Collected data entries:
[start]

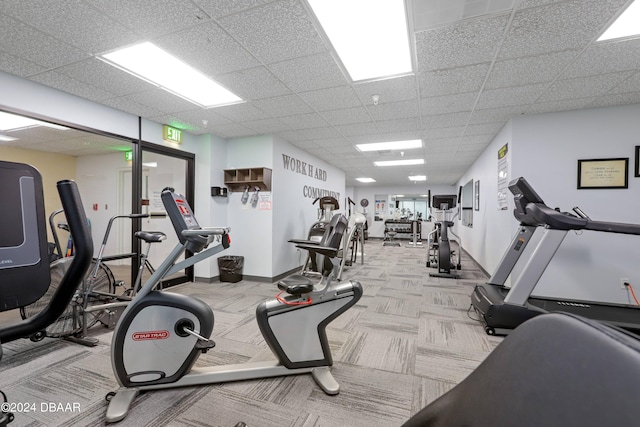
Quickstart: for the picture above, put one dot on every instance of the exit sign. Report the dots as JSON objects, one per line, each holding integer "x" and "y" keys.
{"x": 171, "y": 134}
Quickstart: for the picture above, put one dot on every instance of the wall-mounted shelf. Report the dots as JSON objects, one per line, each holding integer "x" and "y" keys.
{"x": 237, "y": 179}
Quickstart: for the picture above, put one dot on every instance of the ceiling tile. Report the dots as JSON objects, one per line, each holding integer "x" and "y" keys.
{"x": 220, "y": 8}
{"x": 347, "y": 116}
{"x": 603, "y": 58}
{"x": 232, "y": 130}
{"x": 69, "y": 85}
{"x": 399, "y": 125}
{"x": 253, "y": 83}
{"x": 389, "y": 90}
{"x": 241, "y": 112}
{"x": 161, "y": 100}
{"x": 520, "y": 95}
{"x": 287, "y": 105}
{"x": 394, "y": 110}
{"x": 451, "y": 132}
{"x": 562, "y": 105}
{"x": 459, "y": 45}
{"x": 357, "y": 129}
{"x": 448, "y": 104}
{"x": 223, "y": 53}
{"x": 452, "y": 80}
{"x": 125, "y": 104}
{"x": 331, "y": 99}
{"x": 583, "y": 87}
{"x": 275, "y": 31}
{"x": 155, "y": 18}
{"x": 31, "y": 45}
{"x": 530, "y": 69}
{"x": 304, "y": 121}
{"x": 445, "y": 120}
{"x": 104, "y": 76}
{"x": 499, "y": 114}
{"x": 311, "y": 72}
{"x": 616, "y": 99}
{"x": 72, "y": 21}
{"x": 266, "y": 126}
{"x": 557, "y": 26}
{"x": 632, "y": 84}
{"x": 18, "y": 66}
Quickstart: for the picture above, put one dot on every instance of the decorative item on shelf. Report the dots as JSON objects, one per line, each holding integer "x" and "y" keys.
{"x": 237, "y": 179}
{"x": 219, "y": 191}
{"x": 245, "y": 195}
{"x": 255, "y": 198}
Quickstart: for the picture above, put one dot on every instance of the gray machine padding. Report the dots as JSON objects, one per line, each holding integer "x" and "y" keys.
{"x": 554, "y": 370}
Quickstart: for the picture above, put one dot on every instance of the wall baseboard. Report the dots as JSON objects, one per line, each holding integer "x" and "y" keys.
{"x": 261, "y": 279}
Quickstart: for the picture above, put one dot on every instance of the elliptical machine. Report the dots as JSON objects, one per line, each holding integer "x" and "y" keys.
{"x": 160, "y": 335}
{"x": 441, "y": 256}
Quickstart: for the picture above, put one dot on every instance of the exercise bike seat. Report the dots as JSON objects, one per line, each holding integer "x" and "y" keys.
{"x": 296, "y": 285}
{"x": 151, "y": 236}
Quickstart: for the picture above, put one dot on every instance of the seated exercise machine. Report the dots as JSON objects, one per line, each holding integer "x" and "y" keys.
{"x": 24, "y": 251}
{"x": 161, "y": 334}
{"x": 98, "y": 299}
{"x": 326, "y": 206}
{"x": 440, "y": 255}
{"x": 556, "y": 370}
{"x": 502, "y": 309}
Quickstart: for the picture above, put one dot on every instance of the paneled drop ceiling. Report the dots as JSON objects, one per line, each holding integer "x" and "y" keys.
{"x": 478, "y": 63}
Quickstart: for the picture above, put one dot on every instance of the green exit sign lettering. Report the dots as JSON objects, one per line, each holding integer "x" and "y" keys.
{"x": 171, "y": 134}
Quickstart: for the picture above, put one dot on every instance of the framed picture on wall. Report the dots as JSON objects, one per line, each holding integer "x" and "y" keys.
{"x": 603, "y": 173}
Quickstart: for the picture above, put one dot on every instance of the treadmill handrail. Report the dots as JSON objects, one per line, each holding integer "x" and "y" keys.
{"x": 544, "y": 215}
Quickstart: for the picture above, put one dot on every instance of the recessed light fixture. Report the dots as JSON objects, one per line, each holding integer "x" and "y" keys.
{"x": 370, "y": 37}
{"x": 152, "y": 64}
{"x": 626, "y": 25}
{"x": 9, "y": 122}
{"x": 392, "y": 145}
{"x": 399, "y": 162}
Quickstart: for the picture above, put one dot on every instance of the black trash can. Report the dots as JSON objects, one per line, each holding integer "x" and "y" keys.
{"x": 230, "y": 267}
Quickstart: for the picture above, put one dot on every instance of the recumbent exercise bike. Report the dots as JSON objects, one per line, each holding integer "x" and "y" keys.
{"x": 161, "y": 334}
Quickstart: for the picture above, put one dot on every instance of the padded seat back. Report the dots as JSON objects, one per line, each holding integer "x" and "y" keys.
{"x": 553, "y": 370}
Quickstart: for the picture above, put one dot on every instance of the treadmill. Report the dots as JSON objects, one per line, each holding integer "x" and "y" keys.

[end]

Exercise: Recast the entries above as a Markdown table with the columns Row and Line, giving each non-blank line a row number and skipping blank lines. Leave the pictures out of the table.

Output for this exercise:
| Row | Line |
|---|---|
| 1 | Quickstart: for the picture above, put one dot on every instance of the exit sign. Report the dots as JSON objects, one per line, each holding integer "x" and "y" keys. |
| 2 | {"x": 171, "y": 134} |
| 3 | Quickstart: for the picture above, put one dot on every instance of the wall-mounted shelf. Report the dots as JSON objects, one per line, each holding integer "x" and "y" keys. |
| 4 | {"x": 237, "y": 179} |
| 5 | Quickstart: for the picture above, put one dot on every instance of the ceiling tile. Report the dots as JSON objects, one per line, each holding integer "x" and "y" keys. |
| 6 | {"x": 220, "y": 8} |
| 7 | {"x": 347, "y": 116} |
| 8 | {"x": 603, "y": 58} |
| 9 | {"x": 232, "y": 130} |
| 10 | {"x": 69, "y": 85} |
| 11 | {"x": 399, "y": 125} |
| 12 | {"x": 253, "y": 83} |
| 13 | {"x": 389, "y": 90} |
| 14 | {"x": 241, "y": 112} |
| 15 | {"x": 161, "y": 100} |
| 16 | {"x": 520, "y": 95} |
| 17 | {"x": 287, "y": 105} |
| 18 | {"x": 394, "y": 110} |
| 19 | {"x": 451, "y": 132} |
| 20 | {"x": 562, "y": 105} |
| 21 | {"x": 459, "y": 45} |
| 22 | {"x": 357, "y": 129} |
| 23 | {"x": 448, "y": 104} |
| 24 | {"x": 223, "y": 53} |
| 25 | {"x": 452, "y": 80} |
| 26 | {"x": 125, "y": 104} |
| 27 | {"x": 331, "y": 99} |
| 28 | {"x": 583, "y": 87} |
| 29 | {"x": 275, "y": 31} |
| 30 | {"x": 155, "y": 18} |
| 31 | {"x": 31, "y": 45} |
| 32 | {"x": 530, "y": 69} |
| 33 | {"x": 304, "y": 121} |
| 34 | {"x": 445, "y": 120} |
| 35 | {"x": 104, "y": 76} |
| 36 | {"x": 499, "y": 114} |
| 37 | {"x": 311, "y": 72} |
| 38 | {"x": 616, "y": 99} |
| 39 | {"x": 72, "y": 21} |
| 40 | {"x": 266, "y": 126} |
| 41 | {"x": 557, "y": 26} |
| 42 | {"x": 632, "y": 84} |
| 43 | {"x": 18, "y": 66} |
| 44 | Quickstart: for the picture above, put one dot on every instance of the decorative item on shelf. Report the dots as JSON objects, one per line, each holding integer "x" and "y" keys. |
| 45 | {"x": 237, "y": 179} |
| 46 | {"x": 219, "y": 191} |
| 47 | {"x": 245, "y": 195} |
| 48 | {"x": 255, "y": 198} |
| 49 | Quickstart: for the picture above, put one dot on every instance of the gray machine padding. Report the dots as JSON objects, one per line, each holding integer "x" and "y" keys. |
| 50 | {"x": 554, "y": 370} |
| 51 | Quickstart: for the picture above, put one dot on every instance of the wall baseboard. Report the dots as JSON objects, one per line, each holding integer "x" and "y" keys. |
| 52 | {"x": 261, "y": 279} |
| 53 | Quickstart: for the picture above, put one dot on every instance of the elliptical machine. Report the dots as JSON objects, one per line, each holding integer "x" and "y" keys. |
| 54 | {"x": 160, "y": 335} |
| 55 | {"x": 441, "y": 256} |
| 56 | Quickstart: for the picture above, put one dot on every instance of the exercise bike seat. Report the dots as JSON objects, one per line, each holding integer "x" and "y" keys. |
| 57 | {"x": 296, "y": 285} |
| 58 | {"x": 151, "y": 236} |
| 59 | Quickstart: for the picture above, put one dot on every instance of the seated exercise machine. Report the dots as JSON objects, one per line, each holding integer "x" and "y" keys. |
| 60 | {"x": 24, "y": 251} |
| 61 | {"x": 161, "y": 334} |
| 62 | {"x": 98, "y": 299} |
| 63 | {"x": 326, "y": 206} |
| 64 | {"x": 440, "y": 255} |
| 65 | {"x": 556, "y": 370} |
| 66 | {"x": 502, "y": 309} |
| 67 | Quickstart: for the picture above, put one dot on every instance of the paneled drop ceiling. Report the dots as JSON objects, one per line, each holding integer "x" and "y" keys. |
| 68 | {"x": 478, "y": 63} |
| 69 | Quickstart: for the picture above, put one dot on every instance of the green exit sign lettering. Report the dots as JSON objects, one per line, each holding integer "x" and "y" keys. |
| 70 | {"x": 171, "y": 134} |
| 71 | Quickstart: for the picture above, put one dot on every instance of the framed picture on wall. Report the dots as JSON objects, one per line, each holding integer "x" and "y" keys. |
| 72 | {"x": 603, "y": 173} |
| 73 | Quickstart: for the picture above, put one dot on every instance of the treadmill handrail. Report the dots as JSON objects, one per line, each holding integer "x" and "y" keys. |
| 74 | {"x": 544, "y": 215} |
| 75 | Quickstart: for the picture above, put one dot on every instance of the recessed light fixture. Report the dots as JSON objects, one per line, each holding integer "x" and "y" keys. |
| 76 | {"x": 370, "y": 37} |
| 77 | {"x": 152, "y": 64} |
| 78 | {"x": 626, "y": 25} |
| 79 | {"x": 9, "y": 122} |
| 80 | {"x": 392, "y": 145} |
| 81 | {"x": 399, "y": 162} |
| 82 | Quickstart: for the picture above, put one dot on every instance of the black trash can. Report the dots as JSON objects, one per line, each holding integer "x" and "y" keys. |
| 83 | {"x": 230, "y": 267} |
| 84 | Quickstart: for the picture above, put one dot on every instance of the recumbent exercise bike. Report the dots as JSON objects, one per line, each holding integer "x" and "y" keys. |
| 85 | {"x": 161, "y": 334} |
| 86 | Quickstart: for the picture above, put one dot on every instance of the padded seat back. Report the dots as JSON objects, one per line, each holding integer "x" and "y" keys. |
| 87 | {"x": 553, "y": 370} |
| 88 | Quickstart: for the picture above, put one dot on every instance of the treadmill. Report the dots as JSON objects, one per line, each holding integer "x" and "y" keys. |